Reproduce the records below word for word, beginning at the line that contains "provide the segmentation of street" and stopping after the line that contains "[[[2,52],[2,67],[5,67],[6,54]]]".

→ **INPUT ROWS**:
+ + + + +
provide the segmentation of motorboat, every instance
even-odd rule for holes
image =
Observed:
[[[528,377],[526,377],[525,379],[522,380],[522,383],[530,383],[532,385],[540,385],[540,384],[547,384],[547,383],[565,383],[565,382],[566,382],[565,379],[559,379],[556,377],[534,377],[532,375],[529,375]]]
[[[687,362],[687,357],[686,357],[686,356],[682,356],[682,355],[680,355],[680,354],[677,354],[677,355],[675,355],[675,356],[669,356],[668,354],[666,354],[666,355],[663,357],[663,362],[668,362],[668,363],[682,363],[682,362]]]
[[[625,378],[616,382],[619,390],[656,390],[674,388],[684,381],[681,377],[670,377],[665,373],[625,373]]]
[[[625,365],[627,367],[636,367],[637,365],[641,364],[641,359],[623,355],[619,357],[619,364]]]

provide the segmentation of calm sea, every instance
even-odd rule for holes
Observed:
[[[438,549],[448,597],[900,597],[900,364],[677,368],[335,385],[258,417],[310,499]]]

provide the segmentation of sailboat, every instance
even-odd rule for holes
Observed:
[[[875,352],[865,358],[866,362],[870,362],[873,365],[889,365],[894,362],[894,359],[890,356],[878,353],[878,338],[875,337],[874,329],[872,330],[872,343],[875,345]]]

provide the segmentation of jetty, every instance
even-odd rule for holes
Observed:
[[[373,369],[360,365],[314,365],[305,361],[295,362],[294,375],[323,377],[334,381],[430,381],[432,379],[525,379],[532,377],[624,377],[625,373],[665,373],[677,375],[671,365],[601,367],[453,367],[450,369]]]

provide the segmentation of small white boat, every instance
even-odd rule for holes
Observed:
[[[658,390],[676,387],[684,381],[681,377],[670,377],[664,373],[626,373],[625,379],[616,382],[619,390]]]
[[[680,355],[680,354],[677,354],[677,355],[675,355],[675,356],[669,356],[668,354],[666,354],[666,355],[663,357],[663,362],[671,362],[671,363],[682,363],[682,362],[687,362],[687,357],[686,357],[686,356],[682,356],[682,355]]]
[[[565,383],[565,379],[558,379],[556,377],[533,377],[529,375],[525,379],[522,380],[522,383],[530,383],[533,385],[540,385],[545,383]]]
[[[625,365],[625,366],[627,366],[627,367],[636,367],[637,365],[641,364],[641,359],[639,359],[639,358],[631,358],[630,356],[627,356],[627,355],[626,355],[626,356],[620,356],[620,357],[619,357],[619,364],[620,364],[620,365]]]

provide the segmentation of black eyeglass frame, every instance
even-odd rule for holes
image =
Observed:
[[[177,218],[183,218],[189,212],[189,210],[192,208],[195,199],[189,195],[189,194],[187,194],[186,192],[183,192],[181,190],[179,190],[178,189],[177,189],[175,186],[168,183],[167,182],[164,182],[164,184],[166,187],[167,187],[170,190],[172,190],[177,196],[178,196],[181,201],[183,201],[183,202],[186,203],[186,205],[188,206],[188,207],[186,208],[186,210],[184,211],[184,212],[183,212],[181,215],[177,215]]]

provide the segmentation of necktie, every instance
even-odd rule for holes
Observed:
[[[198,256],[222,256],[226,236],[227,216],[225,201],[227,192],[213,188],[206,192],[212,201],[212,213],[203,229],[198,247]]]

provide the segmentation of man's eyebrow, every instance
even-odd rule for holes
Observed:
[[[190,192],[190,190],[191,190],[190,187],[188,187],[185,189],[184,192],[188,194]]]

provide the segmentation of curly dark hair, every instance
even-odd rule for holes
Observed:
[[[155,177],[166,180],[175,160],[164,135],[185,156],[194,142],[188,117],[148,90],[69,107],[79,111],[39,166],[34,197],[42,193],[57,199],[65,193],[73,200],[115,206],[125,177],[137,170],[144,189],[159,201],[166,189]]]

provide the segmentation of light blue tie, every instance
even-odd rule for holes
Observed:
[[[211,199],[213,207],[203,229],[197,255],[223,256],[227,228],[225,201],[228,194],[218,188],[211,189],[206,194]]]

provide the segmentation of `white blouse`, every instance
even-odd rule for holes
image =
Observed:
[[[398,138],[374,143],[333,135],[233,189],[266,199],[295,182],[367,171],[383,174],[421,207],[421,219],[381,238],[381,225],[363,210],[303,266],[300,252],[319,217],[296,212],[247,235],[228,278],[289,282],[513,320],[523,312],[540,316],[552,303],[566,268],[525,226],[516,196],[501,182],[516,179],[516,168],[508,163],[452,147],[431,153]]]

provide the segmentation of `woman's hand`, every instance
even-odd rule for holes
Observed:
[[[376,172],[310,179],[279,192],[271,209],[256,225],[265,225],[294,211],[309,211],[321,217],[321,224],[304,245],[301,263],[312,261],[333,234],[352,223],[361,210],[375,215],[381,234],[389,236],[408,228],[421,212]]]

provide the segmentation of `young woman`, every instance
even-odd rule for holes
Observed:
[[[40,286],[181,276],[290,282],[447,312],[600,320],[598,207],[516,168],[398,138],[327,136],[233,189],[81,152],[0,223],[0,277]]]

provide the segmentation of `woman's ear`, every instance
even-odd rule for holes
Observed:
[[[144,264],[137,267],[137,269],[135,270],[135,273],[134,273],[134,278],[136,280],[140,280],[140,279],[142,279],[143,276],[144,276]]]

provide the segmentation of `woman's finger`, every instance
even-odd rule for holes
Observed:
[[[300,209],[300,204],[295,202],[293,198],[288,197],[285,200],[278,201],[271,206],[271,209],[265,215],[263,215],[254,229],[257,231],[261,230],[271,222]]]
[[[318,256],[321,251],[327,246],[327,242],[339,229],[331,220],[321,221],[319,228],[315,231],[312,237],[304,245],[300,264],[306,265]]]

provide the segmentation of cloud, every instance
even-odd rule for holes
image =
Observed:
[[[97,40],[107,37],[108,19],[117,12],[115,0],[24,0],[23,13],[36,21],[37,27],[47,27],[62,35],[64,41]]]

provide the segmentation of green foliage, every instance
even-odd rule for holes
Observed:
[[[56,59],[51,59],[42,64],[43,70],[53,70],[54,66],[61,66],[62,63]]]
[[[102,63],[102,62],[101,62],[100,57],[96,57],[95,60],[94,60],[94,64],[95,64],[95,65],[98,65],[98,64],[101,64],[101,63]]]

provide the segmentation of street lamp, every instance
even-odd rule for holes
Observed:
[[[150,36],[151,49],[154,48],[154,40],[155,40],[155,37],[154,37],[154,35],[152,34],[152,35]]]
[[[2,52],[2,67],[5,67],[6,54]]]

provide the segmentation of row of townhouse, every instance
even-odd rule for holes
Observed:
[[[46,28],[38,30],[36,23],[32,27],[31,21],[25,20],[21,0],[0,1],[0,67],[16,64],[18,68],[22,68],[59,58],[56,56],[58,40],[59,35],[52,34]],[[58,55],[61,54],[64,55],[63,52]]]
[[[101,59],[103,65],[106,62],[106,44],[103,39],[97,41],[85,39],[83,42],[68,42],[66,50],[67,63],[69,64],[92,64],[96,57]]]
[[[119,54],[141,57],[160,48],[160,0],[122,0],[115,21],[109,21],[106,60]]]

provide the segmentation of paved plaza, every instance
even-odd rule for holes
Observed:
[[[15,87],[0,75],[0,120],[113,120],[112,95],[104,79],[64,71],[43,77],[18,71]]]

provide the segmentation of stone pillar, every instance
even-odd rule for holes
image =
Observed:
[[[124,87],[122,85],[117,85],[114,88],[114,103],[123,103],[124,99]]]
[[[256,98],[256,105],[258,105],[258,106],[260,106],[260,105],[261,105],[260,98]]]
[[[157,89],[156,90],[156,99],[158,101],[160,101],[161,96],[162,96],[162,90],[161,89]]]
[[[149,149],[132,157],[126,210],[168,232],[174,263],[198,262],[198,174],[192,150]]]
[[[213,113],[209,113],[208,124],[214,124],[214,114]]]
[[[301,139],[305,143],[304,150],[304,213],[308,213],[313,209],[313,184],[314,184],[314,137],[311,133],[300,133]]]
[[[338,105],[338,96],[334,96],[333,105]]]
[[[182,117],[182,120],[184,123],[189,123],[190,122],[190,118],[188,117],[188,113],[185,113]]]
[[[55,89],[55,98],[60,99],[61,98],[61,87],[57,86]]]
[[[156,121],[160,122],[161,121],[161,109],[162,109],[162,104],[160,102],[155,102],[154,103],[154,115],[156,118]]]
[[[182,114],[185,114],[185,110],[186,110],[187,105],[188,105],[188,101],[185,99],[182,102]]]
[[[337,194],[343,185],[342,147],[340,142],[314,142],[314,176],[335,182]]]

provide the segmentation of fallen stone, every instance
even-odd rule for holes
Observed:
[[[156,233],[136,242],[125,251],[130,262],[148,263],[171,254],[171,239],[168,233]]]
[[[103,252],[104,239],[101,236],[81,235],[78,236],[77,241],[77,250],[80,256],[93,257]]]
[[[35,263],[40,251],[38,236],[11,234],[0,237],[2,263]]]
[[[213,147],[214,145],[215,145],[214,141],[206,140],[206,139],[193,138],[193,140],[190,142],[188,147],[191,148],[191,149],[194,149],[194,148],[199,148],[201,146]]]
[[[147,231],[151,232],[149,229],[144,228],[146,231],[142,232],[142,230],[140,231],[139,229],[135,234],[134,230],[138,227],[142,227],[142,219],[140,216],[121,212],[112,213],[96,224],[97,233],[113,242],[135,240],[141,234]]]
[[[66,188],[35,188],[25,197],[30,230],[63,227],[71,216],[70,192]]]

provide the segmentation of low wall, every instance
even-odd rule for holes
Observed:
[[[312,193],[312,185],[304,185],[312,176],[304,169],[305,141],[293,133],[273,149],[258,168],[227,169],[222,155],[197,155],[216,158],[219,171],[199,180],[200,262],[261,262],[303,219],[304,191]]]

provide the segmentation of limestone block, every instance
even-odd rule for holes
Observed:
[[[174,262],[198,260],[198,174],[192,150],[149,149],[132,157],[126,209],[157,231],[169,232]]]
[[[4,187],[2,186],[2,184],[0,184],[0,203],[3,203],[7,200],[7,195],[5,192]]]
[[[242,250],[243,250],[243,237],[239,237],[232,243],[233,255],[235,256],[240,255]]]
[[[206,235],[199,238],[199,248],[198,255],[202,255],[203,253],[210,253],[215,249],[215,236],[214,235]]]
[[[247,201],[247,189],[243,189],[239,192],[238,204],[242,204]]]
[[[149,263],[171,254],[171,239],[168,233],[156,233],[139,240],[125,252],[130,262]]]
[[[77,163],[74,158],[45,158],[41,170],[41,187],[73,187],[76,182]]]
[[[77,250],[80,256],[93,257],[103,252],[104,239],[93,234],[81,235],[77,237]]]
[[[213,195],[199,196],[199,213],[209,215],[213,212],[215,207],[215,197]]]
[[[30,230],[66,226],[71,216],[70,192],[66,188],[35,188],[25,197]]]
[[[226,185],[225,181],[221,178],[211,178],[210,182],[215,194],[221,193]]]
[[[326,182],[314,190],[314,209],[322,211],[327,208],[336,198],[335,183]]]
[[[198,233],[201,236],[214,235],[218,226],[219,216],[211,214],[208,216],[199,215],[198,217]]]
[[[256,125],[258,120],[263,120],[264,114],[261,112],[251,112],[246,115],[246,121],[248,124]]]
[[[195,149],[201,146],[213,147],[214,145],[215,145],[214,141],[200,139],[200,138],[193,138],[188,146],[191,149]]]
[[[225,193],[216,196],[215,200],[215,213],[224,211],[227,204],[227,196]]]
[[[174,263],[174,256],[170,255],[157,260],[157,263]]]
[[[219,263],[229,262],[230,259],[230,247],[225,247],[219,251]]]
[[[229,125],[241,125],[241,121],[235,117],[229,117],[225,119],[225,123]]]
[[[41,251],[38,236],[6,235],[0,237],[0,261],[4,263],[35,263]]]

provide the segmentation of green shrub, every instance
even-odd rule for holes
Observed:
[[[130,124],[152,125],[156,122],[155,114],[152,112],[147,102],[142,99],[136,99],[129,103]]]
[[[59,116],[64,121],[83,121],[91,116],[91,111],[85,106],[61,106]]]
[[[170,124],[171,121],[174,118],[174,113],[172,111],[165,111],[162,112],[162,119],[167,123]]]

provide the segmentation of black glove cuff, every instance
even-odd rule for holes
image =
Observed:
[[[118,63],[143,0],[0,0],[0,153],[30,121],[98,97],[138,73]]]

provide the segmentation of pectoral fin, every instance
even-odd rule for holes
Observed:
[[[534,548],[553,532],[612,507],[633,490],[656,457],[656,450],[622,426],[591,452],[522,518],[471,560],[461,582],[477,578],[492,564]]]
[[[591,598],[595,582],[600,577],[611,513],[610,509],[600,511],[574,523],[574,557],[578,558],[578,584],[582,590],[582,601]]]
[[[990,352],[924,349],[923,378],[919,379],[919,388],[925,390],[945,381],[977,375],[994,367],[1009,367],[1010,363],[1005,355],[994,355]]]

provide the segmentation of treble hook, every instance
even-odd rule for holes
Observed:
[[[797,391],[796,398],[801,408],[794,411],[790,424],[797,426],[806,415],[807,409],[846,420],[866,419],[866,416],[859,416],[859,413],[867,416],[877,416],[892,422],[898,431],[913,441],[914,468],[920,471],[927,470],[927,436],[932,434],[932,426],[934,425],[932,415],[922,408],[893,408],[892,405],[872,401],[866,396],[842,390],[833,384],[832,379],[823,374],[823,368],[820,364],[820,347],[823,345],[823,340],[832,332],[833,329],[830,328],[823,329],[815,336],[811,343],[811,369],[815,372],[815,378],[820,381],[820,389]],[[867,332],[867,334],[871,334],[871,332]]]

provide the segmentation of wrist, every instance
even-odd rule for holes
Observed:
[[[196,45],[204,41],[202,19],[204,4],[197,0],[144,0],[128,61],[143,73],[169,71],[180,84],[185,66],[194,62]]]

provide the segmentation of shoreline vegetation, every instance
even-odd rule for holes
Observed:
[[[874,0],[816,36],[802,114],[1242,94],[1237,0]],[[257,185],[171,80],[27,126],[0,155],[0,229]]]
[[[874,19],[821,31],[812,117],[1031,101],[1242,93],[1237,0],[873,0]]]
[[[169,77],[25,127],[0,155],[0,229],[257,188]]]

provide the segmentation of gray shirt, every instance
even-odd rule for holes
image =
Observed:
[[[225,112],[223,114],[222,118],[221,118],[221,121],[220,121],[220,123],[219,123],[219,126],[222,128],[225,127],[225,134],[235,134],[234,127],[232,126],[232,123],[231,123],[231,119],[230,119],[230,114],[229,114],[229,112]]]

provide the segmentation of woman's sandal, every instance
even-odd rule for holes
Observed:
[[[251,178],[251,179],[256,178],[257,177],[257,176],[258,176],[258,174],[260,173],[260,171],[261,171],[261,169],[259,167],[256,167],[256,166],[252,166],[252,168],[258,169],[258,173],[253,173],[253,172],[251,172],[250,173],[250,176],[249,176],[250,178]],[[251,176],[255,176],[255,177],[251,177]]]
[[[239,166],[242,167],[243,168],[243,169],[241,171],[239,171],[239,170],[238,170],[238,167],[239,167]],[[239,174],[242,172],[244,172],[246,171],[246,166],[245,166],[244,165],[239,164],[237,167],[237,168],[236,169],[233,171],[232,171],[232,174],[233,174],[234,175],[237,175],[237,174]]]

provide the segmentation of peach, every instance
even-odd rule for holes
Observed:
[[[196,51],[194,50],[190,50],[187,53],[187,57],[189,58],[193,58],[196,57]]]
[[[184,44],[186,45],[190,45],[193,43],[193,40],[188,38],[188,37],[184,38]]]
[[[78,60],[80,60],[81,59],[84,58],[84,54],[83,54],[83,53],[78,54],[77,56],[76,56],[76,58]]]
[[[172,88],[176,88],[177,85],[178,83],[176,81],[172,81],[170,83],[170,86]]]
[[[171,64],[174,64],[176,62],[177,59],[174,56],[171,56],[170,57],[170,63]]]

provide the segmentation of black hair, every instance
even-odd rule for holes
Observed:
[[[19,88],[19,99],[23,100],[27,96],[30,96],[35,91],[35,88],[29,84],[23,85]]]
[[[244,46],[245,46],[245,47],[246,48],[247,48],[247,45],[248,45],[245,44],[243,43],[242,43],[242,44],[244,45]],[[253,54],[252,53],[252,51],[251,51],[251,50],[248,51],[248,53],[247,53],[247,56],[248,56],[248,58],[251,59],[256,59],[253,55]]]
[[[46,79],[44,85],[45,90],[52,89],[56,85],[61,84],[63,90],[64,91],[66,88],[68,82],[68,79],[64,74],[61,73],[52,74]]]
+ + + + +
→ **EXERCISE RESULT**:
provide the segmentation of street lamp, every instance
even-odd rule for holes
Observed:
[[[150,36],[151,49],[154,48],[154,40],[155,40],[155,37],[154,37],[154,35],[152,34],[152,35]]]
[[[2,52],[2,67],[5,67],[6,54]]]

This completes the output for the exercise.